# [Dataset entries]
■ ■ ■ ■ ■ ■ ■
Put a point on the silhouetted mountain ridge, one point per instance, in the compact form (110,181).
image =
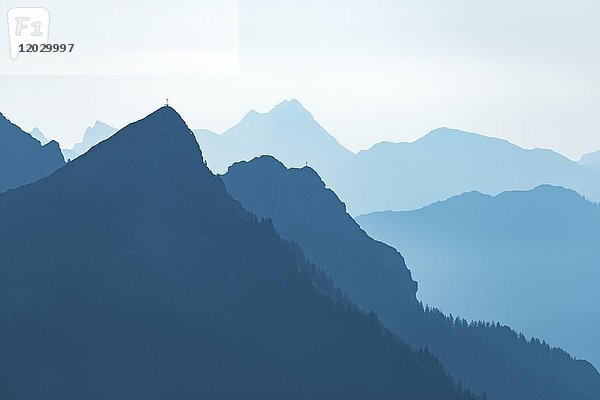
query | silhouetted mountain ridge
(170,289)
(527,258)
(450,161)
(489,357)
(23,159)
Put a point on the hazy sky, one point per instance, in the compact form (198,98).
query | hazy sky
(527,71)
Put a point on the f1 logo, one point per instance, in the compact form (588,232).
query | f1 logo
(27,26)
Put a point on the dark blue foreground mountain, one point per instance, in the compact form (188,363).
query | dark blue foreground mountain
(171,290)
(530,259)
(487,357)
(23,159)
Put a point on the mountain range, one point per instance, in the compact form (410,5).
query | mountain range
(485,356)
(160,285)
(388,176)
(526,258)
(91,137)
(23,159)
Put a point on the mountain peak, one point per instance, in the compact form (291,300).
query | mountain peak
(292,105)
(159,132)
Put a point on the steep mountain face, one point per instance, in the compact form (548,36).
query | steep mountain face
(488,357)
(395,176)
(304,211)
(39,136)
(170,289)
(288,132)
(529,259)
(91,137)
(591,160)
(23,159)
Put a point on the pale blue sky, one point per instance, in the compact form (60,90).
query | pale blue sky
(527,71)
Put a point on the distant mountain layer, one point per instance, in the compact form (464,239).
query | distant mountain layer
(169,289)
(91,137)
(39,136)
(591,160)
(395,176)
(23,159)
(304,211)
(487,357)
(529,259)
(288,132)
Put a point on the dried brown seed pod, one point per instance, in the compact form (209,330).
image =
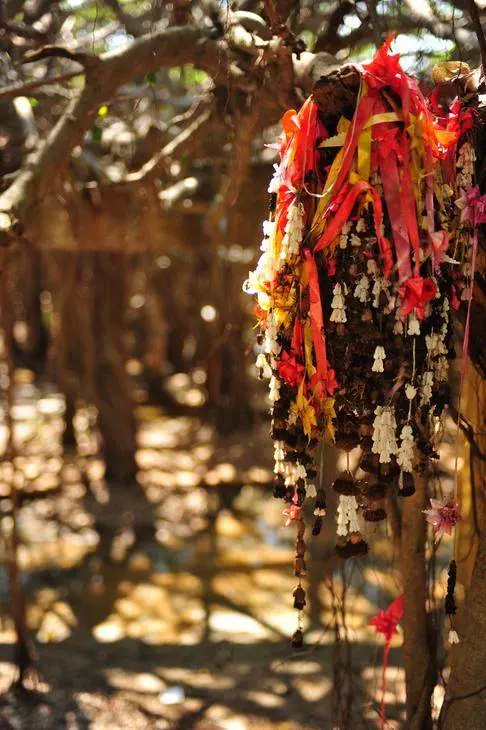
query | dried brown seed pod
(299,598)
(345,484)
(297,639)
(374,515)
(408,485)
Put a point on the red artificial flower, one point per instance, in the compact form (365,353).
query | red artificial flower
(384,69)
(440,243)
(292,513)
(455,301)
(416,292)
(386,622)
(290,370)
(443,517)
(387,135)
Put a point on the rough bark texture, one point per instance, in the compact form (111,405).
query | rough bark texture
(419,666)
(465,704)
(112,391)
■ ■ ■ ■ ■ ■ ■
# [What is expected]
Please retype the records above exactly, excluding every picture.

# [Problem solution]
Put a point on the silhouetted mountain ridge, one point per instance, in the compact form (110,181).
image =
query | silhouetted mountain ridge
(170,289)
(527,258)
(450,161)
(489,357)
(23,159)
Put a point on the hazy sky, one point per instance, in the compact form (198,98).
query | hazy sky
(527,71)
Put a point on the f1 logo, one point per instance, in the compact form (588,232).
query | f1 logo
(27,26)
Put a point on the dark blue foreground mountain, one point per instance, in the compact form (188,363).
query | dark blue foreground mountain
(171,290)
(530,259)
(487,357)
(23,159)
Put a point on the mountain range, one point per instance, in the compact form (410,5).
query | mountain range
(485,356)
(160,285)
(388,176)
(526,258)
(91,137)
(23,159)
Put a point on the mountain peak, one point per instance, in the compact form (291,300).
query | mountain peak
(292,105)
(159,132)
Put a point on the steep mountain face, one point per instance, in the compact form (548,36).
query | steep mountain face
(488,357)
(395,176)
(304,211)
(39,136)
(170,289)
(288,132)
(529,259)
(91,137)
(591,160)
(23,159)
Put a point on the pale blue sky, one point per instance, in the compact form (60,90).
query | pale blue sky
(527,71)
Put a point on the distant mountain layer, one point per instance, in the compact form (464,239).
query | distant mountain layer
(169,289)
(91,137)
(39,136)
(591,160)
(395,176)
(23,159)
(304,211)
(487,357)
(529,259)
(288,132)
Put a point on the dried brown seed pod, one point per instance, in the compact form (209,330).
image =
query | dried brown seed pod
(299,598)
(345,484)
(297,639)
(374,515)
(408,485)
Put a point on the red artificial flower, one point per instance, in the compact form (365,353).
query | red artificial flower
(384,69)
(440,243)
(292,513)
(455,301)
(416,292)
(386,622)
(290,370)
(443,517)
(387,135)
Put a point on the rough bark texture, one point per instance, in the compact form (111,405).
query | rough bark texture
(419,666)
(465,704)
(112,391)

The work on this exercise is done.